## Required work
Images are to be left out when the records below are printed word for word.

### Records supplied

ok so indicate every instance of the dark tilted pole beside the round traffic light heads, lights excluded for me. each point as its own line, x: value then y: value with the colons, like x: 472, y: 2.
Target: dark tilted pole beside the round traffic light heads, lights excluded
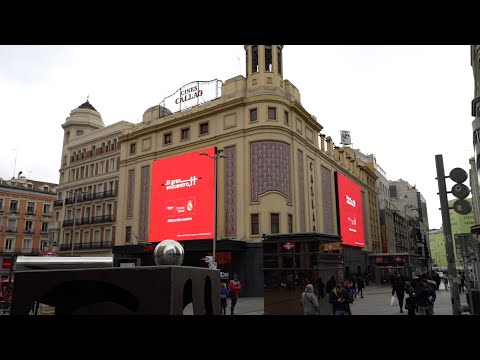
x: 447, y: 231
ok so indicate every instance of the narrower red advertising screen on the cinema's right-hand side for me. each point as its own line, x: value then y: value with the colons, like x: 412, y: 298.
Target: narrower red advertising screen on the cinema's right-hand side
x: 350, y: 215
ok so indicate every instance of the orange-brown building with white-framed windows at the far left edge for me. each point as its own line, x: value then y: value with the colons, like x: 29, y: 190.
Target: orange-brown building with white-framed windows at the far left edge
x: 26, y: 208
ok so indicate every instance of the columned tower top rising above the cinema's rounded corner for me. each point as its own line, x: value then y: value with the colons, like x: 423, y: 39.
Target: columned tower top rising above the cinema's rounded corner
x: 264, y: 68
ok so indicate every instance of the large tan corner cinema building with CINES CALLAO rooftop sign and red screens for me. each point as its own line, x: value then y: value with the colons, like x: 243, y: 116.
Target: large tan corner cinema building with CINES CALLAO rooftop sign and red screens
x: 278, y: 181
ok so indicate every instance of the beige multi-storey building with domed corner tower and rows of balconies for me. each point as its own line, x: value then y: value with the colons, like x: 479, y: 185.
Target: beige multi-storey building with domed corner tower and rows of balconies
x: 86, y: 205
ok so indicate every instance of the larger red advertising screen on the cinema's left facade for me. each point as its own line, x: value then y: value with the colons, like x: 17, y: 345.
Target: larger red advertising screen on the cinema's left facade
x: 182, y: 197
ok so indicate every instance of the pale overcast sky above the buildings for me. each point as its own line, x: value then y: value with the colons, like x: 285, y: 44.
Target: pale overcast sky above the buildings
x: 405, y: 104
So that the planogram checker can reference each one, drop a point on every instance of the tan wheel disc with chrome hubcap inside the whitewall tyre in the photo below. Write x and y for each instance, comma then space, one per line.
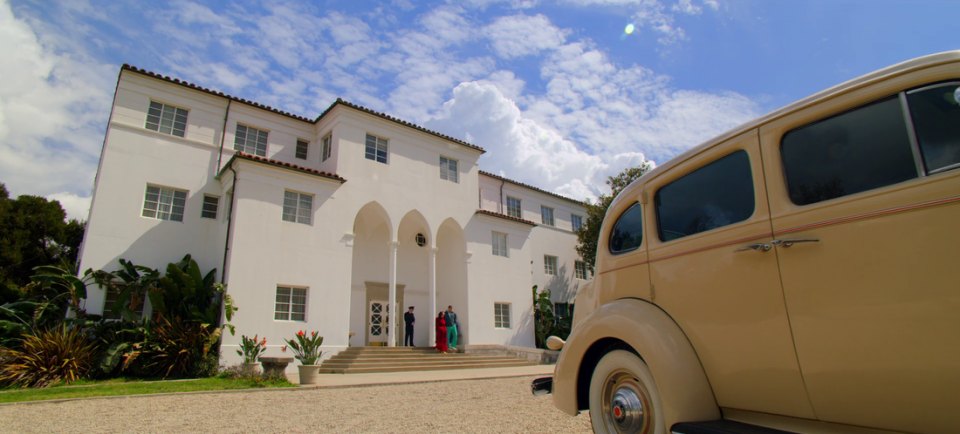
625, 404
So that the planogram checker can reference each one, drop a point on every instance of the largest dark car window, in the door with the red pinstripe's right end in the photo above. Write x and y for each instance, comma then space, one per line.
856, 151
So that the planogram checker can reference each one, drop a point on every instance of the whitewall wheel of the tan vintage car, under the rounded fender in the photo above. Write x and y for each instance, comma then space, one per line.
624, 397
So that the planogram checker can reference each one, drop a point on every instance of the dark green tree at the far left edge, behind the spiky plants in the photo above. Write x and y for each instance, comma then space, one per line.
33, 232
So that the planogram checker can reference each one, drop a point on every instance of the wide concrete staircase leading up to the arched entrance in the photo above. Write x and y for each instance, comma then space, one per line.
355, 360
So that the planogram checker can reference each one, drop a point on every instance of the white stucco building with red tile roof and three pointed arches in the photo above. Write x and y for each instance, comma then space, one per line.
324, 224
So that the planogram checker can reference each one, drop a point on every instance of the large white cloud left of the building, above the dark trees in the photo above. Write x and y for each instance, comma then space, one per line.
53, 107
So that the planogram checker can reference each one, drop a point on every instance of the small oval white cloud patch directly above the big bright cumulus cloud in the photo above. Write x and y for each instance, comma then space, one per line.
523, 35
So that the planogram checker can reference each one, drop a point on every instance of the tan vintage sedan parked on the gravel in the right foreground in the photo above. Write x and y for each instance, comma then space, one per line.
799, 273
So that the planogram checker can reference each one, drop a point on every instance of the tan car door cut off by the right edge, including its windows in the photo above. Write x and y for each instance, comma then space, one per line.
864, 195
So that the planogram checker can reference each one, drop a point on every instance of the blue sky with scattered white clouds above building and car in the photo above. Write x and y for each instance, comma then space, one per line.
561, 94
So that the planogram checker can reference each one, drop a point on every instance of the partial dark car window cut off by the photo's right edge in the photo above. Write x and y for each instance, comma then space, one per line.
935, 111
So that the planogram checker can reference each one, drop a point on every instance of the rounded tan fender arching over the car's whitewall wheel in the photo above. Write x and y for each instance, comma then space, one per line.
657, 339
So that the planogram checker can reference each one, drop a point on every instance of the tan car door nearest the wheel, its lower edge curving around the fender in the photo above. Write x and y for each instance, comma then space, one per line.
713, 271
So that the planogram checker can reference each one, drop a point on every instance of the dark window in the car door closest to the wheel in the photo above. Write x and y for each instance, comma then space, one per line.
718, 194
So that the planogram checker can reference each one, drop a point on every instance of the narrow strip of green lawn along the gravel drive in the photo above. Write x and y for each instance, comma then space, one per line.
115, 387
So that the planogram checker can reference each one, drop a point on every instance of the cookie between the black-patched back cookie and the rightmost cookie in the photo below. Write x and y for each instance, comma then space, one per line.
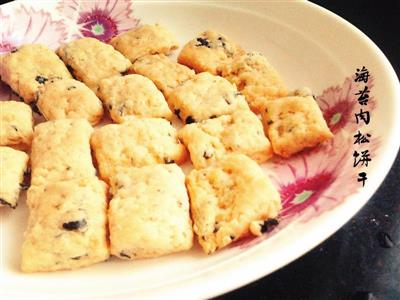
256, 79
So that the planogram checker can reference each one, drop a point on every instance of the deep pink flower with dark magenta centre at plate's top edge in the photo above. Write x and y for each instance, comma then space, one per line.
98, 19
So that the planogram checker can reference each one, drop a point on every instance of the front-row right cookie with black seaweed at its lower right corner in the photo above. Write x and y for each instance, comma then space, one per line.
230, 200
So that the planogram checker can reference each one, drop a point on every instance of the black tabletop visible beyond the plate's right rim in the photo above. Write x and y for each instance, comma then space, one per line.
362, 259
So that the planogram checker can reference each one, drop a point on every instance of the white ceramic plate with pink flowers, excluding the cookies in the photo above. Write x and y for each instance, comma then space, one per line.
310, 47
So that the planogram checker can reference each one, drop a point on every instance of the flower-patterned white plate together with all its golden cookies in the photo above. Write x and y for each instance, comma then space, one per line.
181, 150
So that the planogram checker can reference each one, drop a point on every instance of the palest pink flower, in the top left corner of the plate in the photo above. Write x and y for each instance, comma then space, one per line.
28, 26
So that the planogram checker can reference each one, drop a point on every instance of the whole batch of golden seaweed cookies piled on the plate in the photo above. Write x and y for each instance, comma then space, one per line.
118, 189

######

## Worked solution
ok so indicate every instance of the dark tilted pole beside the round traffic light heads, lights excluded for me. each point as its own line, x: value then y: value with the colons, like x: 472, y: 2.
Target: dark tilted pole beside the round traffic light heads, lights excluded
x: 447, y: 231
ok so indicate every instance of the narrower red advertising screen on the cinema's right-hand side for me. each point as its own line, x: value then y: value with the colons, like x: 412, y: 298.
Target: narrower red advertising screen on the cinema's right-hand side
x: 350, y: 215
ok so indicate every instance of the orange-brown building with white-framed windows at the far left edge for me. each point as its own line, x: value then y: value with the colons, like x: 29, y: 190.
Target: orange-brown building with white-framed windows at the far left edge
x: 26, y: 208
ok so indicate every instance of the columned tower top rising above the cinema's rounded corner for me. each point as its own line, x: value then y: value with the colons, like x: 423, y: 39.
Target: columned tower top rising above the cinema's rounded corner
x: 264, y: 68
ok so indicate every instance of the large tan corner cinema building with CINES CALLAO rooftop sign and red screens for me. each point as its own line, x: value then y: value with the colons, like x: 243, y: 116.
Target: large tan corner cinema building with CINES CALLAO rooftop sign and red screens
x: 278, y: 181
ok so indicate every instance of the beige multi-storey building with domed corner tower and rows of balconies for me. each point as its own line, x: value then y: value with the colons, like x: 479, y: 185.
Target: beige multi-storey building with domed corner tower and rows of balconies
x: 86, y: 205
ok so indicate every instance of the larger red advertising screen on the cinema's left facade for me. each point as its own line, x: value then y: value with the colons, like x: 17, y: 345.
Target: larger red advertising screen on the cinema's left facade
x: 182, y: 197
ok so indicate every instance of the pale overcast sky above the buildings for me. each point as its own line, x: value then y: value with the colons, like x: 285, y: 44.
Target: pale overcast sky above the buildings
x: 405, y: 104
So that the planogram checker can reference each one, drop a point on every instance of the tan wheel disc with chrome hubcap inside the whitewall tyre in the photo below. Write x and y for each instance, comma then space, one per line.
625, 404
So that the planogram checker can reference each one, drop a point on every instance of the largest dark car window, in the door with the red pinstripe's right end in the photo above. Write x and y for each instance, comma then space, one per line.
856, 151
So that the planogram checker can reference each one, drop a point on every instance of the whitewall wheel of the tan vintage car, under the rounded fender in the photo above. Write x and y for each instance, comma then space, one per line.
624, 397
So that the planogram checker can reference each one, drop a point on every instance of the dark green tree at the far left edge, behind the spiky plants in the photo above. Write x and y for each instance, comma then space, one per line.
33, 232
So that the planogram checker can reference each one, drop a point on every instance of the wide concrete staircase leading up to the arched entrance in the photo above. Write x and y for each instance, comma then space, one per line.
355, 360
So that the planogram checker can reference each one, drop a point on every instance of the white stucco building with red tile roof and three pointed arches in the photo above. Write x and y for each instance, comma then space, one per line.
324, 224
So that the planogram checker can reference each one, drop a point on every instance of the large white cloud left of the building, above the dark trees in the photo above. Write x and y for each instance, comma then space, one per line.
53, 107
So that the planogram checker can reference each one, drop a point on every instance of the small oval white cloud patch directly above the big bright cumulus cloud in the photo above. Write x and y for each instance, comma then space, one per line.
523, 35
So that the planogram checker can reference each one, drop a point on every instance of the tan vintage sedan parked on the gravel in the right foreground in the photo above. Write x and y for each instance, comma then space, one per line.
799, 273
So that the planogram checker can reference each one, drop a point on every instance of the tan car door cut off by the right edge, including its windows in the photo above. Write x and y for each instance, comma then space, one per line.
864, 195
So that the planogram checker can reference each one, drop a point on every instance of the blue sky with scattered white clouds above building and car in the photo above. Write x and y for each instance, comma then space, one per line.
561, 94
So that the planogram checker can reference each one, drop a point on every instance of the partial dark car window cut off by the photo's right edge in the photo above. Write x and y for each instance, comma then space, one per line.
935, 111
So that the planogram checker can reference each one, drop a point on every instance of the rounded tan fender arching over the car's whitewall wheel in the photo above. Write x and y for each instance, comma then space, one per line.
657, 339
So that the planogram checker can reference each one, drop a point on every instance of the tan car door nearest the wheel, its lower edge curving around the fender in the photo above. Write x and y for each instance, comma then space, one per line.
713, 271
So that the planogram checker can reference each one, drop a point on every instance of the dark window in the car door closest to the wheel in the photo above. Write x and y for each instance, comma then space, one per line.
718, 194
So that the planogram checker can reference each one, drop a point on every instance of the narrow strip of green lawn along the gravel drive in the photo above. Write x and y for each instance, comma then space, one per line.
115, 387
So that the planogram checker can reference each one, drop a point on every instance of the cookie between the black-patched back cookie and the rightmost cookie in the photo below. Write x and y for each instance, comma then space, one per line.
256, 79
So that the planogram checker can reference each one, drop a point on every instance of the deep pink flower with dark magenta centre at plate's top edge in the photo above. Write x and y for each instance, comma then space, one per line.
98, 19
So that the planogram checker can reference each one, drop a point on every instance of the front-row right cookie with black seaweed at its lower right corner in the photo above. Write x and y for each instance, comma then space, one per line.
230, 200
So that the planogram checker can reference each one, drop a point on every instance of the black tabletop visible beyond the plate's right rim in the photo above. Write x and y for each instance, comma then space, one per line.
362, 259
So that the planogram checker can reference each one, drop a point on every instance of the white ceramic plate with pink flowers, excluding the cookies in the photo above. Write x and y for each instance, comma then space, one per line.
310, 47
So that the planogram checker can reference each one, drop a point on every instance of the flower-patterned white plate together with all its golden cookies in the photo above. Write x and y for each instance, comma then space, one per line.
181, 150
So that the planogram checker can reference each one, drop a point on every instance of the palest pink flower, in the top left corner of the plate in the photo above. Write x and y for each instance, comma then space, one per line.
28, 26
So that the planogram checker can reference each one, drop a point on every instance of the whole batch of golden seaweed cookies piled on the plate in the photo above. Write x and y for each instance, comma then space, one per line.
118, 189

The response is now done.